(Labeled-object pointing data)
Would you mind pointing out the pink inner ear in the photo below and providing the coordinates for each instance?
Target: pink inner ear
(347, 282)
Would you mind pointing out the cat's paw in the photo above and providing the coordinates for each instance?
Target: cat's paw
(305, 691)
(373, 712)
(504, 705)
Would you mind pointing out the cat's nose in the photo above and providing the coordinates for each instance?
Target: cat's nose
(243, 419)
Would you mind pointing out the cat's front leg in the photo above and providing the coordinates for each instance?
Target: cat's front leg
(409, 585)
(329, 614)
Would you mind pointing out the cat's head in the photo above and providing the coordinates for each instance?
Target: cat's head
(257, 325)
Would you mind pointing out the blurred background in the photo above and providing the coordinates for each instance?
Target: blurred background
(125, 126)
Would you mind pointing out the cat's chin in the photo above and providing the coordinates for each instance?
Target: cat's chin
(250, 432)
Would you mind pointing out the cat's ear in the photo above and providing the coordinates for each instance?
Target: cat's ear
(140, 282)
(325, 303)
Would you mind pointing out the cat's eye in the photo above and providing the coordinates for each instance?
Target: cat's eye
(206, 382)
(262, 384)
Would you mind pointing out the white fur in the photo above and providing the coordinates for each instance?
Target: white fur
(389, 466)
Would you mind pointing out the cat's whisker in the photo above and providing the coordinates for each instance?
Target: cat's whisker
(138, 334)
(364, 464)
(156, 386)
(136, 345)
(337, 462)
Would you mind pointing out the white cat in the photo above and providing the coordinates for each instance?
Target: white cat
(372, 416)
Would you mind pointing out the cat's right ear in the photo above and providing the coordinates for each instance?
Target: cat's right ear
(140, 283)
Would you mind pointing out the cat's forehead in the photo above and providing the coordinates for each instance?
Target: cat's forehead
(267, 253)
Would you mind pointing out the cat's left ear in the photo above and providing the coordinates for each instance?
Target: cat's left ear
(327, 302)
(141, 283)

> _What needs to be done_:
Format the data above as a CSV with two columns named text and points, one row for each text and its answer. Put every value in a single quoted field, with any line breaks replaced by spaces.

> _Answer in full_:
text,points
"Would you mind pointing out the pink inner ear in the photo below and providing the coordinates for each instance? Target: pink inner ear","(347, 282)"
"Would you mind pointing out the cat's paw in the photo above and providing the coordinates for each instance? Target: cat's paw","(305, 691) (373, 712) (504, 705)"
"Would you mind pointing out the cat's nose in the photo above and providing the coordinates for each instance? Target: cat's nose","(243, 419)"
"Would you mind pointing out the cat's front leg in the photo above and providing the coordinates for each instance? Target: cat's front leg","(409, 585) (329, 614)"
"Would you mind pointing out the cat's head in the photo above and providing the coordinates for each instance? Target: cat's head","(257, 325)"
"Would you mind pointing out the blurred background in the photo above and providing the coordinates for each instance? Target: blurred background","(125, 126)"
"Would you mind pointing out the cat's chin in the photo above and providing the coordinates for each instance? Target: cat's chin","(250, 432)"
"Would you mind pointing out the cat's ear in the photo above and providing the coordinates for each instance? Target: cat's ear","(140, 282) (325, 303)"
"Would you mind pointing out the cat's eye in the photo above and providing the coordinates for each instance? Target: cat's eye","(206, 382) (262, 384)"
"Would you mind pointing out the white fur in the photo above and providing the coordinates for each instance? Target: white fur","(389, 466)"
"Would you mind pointing out the cat's whisker in the photo above and providing the coordinates for each instance? Target: cat's whisker","(138, 334) (364, 464) (156, 386) (136, 345) (337, 462)"
"Would you mind pointing out the white cat in the photo above and providing the coordinates for each instance? Target: white cat","(372, 416)"
"Would you mind pointing out the cat's right ear in the photo above and providing the coordinates for each instance? Target: cat's right ear","(140, 283)"
"Would you mind pointing out the cat's forehead in the photo above and providing the coordinates for each instance? Target: cat's forehead","(267, 253)"
"Would you mind pointing out the cat's left ear in the photo above and providing the coordinates for each instance? Target: cat's left ear","(327, 302) (141, 283)"